David J. Fitzpatrick |
Review of Michael Dobbs, One Minute to
Midnight: Kennedy, Khrushchev, and Castro on the Brink of
Nuclear War. New York: Knopf, 2008. Pp. xvi, 426. ISBN
978-1-4000-4358-3. |
In 1947, The Bulletin of
Atomic Scientists created "The Doomsday Clock" and, ever since,
it has been a fixture on that journal's cover. The clock represented
the Bulletin's judgment as to how close mankind was to
self-annihilation; the closer to midnight it ticked, the nearer the
world to nuclear holocaust. The Bulletin initially set the
clock's time at seven minutes to midnight and, over the past sixty
years, it has fluctuated between two minutes to midnight (1953-60)
and seventeen minutes to midnight (1991-95). Due, however, to the
periodic nature of the Bulletin's publication, the Doomsday
clock could not respond to brief but terrifying moments such as the
Cuban Missile Crisis.[1]
Michael Dobbs's One Minute to Midnight takes its title from
the Doomsday Clock, implying that, for a two-week period in October
1962, the world was but sixty seconds from the outbreak of nuclear
war. After reading this fascinating yet terrifying book, it is clear
that Dobbs is far too conservative--Five Seconds to Midnight
might have been a more appropriate title.
Dobbs, a foreign affairs
reporter for the Washington Post, has produced a marvelous
historical narrative. His research employs material that has become
available only in the last twenty years, among which are President
Kennedy's tapes of Oval Office and Cabinet Room discussions,
documents from the former Soviet Union, and memoirs of and
interviews with high- and low-ranking participants on both sides.

▶ [EXTRACTED ENTRIES]:
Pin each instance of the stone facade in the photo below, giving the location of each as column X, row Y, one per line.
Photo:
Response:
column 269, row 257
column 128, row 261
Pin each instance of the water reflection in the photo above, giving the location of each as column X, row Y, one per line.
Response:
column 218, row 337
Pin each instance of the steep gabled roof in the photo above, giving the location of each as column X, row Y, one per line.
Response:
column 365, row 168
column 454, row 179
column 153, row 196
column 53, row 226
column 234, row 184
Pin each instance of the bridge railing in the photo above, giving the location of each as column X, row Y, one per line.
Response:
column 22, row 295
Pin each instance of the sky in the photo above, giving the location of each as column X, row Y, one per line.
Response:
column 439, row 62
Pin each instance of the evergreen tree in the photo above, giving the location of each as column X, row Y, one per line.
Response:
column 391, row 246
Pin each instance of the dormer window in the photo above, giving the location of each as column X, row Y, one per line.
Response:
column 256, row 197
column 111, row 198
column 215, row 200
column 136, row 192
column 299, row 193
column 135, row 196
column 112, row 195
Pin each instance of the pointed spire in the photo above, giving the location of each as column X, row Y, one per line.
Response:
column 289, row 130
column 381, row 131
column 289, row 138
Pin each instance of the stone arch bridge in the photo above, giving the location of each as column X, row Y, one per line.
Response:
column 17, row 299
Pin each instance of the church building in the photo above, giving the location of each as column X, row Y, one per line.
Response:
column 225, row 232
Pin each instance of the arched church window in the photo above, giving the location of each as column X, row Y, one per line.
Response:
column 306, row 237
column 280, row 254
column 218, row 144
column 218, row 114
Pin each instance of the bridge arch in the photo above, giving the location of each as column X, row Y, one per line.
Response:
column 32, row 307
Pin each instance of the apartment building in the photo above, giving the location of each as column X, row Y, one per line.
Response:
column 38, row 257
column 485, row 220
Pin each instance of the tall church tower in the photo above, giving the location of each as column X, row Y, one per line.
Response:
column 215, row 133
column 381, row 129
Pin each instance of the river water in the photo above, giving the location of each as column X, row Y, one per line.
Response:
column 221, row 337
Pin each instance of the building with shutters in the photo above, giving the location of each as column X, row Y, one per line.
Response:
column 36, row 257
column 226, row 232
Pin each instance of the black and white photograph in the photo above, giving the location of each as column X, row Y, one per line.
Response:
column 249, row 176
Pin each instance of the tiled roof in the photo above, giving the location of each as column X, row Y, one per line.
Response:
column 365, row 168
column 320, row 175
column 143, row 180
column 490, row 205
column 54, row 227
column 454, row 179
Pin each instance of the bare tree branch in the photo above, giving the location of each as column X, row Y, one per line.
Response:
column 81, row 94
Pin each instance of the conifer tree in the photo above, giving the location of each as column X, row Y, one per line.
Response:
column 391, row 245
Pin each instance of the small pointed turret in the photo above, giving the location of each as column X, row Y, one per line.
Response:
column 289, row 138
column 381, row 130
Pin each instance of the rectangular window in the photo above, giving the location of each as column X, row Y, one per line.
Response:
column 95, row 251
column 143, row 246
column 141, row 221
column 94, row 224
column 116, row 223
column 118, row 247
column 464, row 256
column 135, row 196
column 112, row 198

▶ [INSTRUCTIONS]:
A) Retype the passage of the book review between "Dobbs, a foreign" and "on both sides.", inclusive.
B) Extend the book review beyond its final sentence.

▶ [OUTPUTS BY TASK]:
A)
Dobbs, a foreign affairs
reporter for the Washington Post, has produced a marvelous
historical narrative. His research employs material that has become
available only in the last twenty years, among which are President
Kennedy's tapes of Oval Office and Cabinet Room discussions,
documents from the former Soviet Union, and memoirs of and
interviews with high- and low-ranking participants on both sides.

B)
Much of the story Dobbs tells is familiar, but instead of dwelling
on many of the missile crisis's better-known events, he focuses on
the numerous events that point to the lack of control both sides had
over events and how, in several instances, relatively low-ranking
officers could have initiated nuclear war. Some of these incidents
would seem comical were they not so serious. For example, Dobbs
tells the story of Soviet saboteurs at a radar station on the
grounds of the Duluth, Minnesota, airport. This facility was a
crucial link in the radar net that guarded the northern approaches
into the United States. According to Dobbs, the United States
assumed that a Soviet nuclear attack would be preceded by
Spetsnaz (Special Forces) commando raids that would attempt to
take out that warning network. Moreover, the Duluth airport was one
of many to which USAF fighters had been dispersed as a means of
preventing their destruction in a Soviet first strike.[2]
During the missile crisis, a guard at the Duluth facility spotted a
figure climbing its surrounding fence. The guard fired a shot, an
act that set off the airport's klaxon. Duluth's alarm set off others
throughout the upper Midwest and in Canada, and though the fighter
pilots in Duluth sat tight waiting for word of what to do, others
did not. At Volk Field, Wisconsin, another dispersal base, F102s
with nuclear-tipped air-to-air missiles were scrambled and about to
take off when a jeep, coming down the runway, stopped the scramble
(Volk, like many of the dispersal fields, had inadequate
communications facilities) because Duluth had reported that the
Spetsnaz commando, it turned out, had been a bear (132-4).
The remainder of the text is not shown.